● **WORK TO COMPLETE**:
When you reach the records below, repeat each one exactly as written.

● **SUPPLIED ENTRIES**:
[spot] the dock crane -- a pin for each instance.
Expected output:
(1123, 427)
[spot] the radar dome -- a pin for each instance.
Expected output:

● **SOLUTION TO THIS PROBLEM**:
[spot] the dock crane -- a pin for each instance.
Expected output:
(1123, 427)
[spot] the radar dome -- a pin for each instance.
Expected output:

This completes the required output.